Work to complete: Find and copy every line in the rows below that contains the string "long".

Dataset excerpt:
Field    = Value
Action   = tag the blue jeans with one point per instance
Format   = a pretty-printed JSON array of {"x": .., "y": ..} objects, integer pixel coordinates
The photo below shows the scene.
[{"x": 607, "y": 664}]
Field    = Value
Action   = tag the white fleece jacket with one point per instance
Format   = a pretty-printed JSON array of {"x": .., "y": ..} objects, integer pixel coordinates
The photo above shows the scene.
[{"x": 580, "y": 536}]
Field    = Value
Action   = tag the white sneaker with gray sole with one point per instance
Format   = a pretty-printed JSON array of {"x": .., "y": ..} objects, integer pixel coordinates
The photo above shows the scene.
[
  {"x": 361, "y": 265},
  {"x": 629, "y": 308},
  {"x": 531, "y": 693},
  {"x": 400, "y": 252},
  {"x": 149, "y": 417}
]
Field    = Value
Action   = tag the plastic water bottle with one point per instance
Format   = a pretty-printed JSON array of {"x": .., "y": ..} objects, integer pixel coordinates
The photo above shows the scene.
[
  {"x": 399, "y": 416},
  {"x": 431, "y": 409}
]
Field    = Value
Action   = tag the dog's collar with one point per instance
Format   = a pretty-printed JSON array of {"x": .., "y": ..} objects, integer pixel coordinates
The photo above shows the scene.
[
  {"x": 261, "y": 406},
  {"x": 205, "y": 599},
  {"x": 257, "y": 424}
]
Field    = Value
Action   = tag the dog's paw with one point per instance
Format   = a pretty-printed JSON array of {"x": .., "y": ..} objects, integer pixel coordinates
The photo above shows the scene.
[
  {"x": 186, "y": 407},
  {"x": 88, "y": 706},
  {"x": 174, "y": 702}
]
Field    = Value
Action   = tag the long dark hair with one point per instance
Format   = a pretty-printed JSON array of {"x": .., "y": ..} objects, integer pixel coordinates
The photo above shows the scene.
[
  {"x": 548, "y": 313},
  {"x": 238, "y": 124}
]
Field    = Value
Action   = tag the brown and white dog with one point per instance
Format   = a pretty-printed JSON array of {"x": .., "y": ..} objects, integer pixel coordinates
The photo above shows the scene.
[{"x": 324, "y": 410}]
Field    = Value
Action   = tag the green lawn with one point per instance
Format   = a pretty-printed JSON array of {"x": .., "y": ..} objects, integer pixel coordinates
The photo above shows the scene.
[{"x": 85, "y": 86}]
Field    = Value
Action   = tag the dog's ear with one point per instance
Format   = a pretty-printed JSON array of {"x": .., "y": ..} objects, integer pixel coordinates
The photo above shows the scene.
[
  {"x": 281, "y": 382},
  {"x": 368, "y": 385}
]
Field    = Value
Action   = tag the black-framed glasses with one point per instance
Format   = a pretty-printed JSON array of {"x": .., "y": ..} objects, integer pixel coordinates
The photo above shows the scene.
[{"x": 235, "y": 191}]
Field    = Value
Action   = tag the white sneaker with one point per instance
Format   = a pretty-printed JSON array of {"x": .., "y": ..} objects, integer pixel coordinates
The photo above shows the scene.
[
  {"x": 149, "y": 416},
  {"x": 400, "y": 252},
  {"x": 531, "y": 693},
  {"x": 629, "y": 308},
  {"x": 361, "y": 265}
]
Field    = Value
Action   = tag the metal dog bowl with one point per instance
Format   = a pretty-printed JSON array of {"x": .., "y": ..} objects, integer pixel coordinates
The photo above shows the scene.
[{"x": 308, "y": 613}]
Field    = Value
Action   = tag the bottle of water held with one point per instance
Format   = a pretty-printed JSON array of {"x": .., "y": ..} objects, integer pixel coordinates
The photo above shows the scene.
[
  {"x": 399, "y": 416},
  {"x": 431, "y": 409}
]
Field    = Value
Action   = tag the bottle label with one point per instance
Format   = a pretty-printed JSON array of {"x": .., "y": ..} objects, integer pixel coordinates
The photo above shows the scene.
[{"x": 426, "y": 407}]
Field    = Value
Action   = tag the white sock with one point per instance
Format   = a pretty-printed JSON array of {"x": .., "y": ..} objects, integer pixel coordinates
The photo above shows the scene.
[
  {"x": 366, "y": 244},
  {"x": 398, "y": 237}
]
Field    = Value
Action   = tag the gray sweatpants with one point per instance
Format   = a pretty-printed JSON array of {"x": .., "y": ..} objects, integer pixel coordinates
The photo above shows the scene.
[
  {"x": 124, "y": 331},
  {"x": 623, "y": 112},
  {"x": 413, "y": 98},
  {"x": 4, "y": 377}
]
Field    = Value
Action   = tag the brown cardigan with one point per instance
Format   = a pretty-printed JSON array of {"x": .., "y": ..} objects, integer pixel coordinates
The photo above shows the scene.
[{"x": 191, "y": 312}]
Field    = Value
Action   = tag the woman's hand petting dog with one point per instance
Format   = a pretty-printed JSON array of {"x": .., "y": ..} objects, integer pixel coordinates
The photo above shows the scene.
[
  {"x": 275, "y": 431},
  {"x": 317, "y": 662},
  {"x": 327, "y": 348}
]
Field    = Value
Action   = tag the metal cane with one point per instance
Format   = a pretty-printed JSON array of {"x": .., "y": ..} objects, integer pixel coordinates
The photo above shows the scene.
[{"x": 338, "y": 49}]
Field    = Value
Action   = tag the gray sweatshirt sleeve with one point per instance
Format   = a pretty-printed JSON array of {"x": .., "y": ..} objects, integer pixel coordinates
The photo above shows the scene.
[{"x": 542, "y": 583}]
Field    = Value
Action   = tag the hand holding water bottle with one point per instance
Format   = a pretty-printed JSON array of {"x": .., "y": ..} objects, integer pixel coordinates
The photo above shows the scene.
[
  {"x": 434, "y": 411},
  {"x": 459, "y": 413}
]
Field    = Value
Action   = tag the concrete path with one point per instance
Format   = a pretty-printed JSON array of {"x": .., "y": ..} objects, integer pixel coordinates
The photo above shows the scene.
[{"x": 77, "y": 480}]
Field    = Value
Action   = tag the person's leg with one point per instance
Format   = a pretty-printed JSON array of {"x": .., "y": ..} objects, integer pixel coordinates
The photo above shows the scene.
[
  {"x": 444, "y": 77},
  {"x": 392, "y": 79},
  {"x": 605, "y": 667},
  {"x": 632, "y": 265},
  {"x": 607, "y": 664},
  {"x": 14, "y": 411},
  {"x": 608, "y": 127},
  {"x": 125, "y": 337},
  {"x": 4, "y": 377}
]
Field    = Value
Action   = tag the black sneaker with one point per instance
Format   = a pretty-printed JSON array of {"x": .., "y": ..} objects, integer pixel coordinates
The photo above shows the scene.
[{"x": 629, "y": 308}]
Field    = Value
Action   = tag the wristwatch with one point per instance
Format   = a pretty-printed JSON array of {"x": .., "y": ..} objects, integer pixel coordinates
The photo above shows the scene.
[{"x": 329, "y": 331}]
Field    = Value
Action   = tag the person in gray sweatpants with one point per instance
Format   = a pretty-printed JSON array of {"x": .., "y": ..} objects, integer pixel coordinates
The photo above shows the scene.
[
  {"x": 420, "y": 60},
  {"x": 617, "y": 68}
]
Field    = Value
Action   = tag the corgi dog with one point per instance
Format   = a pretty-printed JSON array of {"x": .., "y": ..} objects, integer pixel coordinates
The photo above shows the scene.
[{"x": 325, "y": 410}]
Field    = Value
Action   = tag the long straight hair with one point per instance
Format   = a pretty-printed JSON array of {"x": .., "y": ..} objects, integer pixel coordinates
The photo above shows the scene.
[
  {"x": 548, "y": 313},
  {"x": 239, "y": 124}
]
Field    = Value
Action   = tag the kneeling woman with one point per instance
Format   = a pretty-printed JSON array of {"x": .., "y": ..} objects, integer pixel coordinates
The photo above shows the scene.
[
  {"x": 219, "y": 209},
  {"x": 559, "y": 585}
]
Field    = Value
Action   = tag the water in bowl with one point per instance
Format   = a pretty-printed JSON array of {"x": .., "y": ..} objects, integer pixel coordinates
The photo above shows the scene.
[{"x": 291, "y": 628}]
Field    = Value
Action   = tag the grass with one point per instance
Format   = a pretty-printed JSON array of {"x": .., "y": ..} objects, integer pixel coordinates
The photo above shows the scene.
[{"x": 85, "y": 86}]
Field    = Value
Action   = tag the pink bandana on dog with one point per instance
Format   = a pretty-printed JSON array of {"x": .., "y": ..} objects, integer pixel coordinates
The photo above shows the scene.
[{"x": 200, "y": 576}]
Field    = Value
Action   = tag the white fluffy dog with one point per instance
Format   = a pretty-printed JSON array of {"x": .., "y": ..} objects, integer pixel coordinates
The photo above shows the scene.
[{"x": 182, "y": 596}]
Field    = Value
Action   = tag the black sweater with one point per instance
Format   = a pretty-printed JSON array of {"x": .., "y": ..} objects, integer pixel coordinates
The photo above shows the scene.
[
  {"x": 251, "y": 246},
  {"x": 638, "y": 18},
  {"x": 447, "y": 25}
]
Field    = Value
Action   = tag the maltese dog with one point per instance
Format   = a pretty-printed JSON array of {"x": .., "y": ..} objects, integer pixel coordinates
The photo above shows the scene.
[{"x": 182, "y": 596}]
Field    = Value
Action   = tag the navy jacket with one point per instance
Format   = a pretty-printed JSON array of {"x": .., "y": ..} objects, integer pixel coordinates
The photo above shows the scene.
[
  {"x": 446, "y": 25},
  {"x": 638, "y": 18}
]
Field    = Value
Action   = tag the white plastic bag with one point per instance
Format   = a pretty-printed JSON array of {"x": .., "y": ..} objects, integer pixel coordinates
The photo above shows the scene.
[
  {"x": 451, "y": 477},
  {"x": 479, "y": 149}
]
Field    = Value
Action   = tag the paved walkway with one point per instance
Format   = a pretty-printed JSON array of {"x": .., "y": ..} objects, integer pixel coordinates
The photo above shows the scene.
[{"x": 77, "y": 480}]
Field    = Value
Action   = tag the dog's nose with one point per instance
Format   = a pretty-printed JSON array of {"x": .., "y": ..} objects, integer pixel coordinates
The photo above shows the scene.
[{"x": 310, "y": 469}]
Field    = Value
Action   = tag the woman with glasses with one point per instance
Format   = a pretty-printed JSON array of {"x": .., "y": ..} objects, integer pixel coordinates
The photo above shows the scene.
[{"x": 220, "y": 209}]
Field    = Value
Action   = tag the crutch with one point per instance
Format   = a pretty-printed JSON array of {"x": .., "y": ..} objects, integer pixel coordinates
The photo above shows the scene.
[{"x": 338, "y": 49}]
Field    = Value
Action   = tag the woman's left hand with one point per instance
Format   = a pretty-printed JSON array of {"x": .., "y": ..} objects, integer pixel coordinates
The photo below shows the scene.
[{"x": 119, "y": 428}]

Exercise response:
Action   = tag the long dark hair with one point per instance
Action   = tag the long straight hair with one point per instance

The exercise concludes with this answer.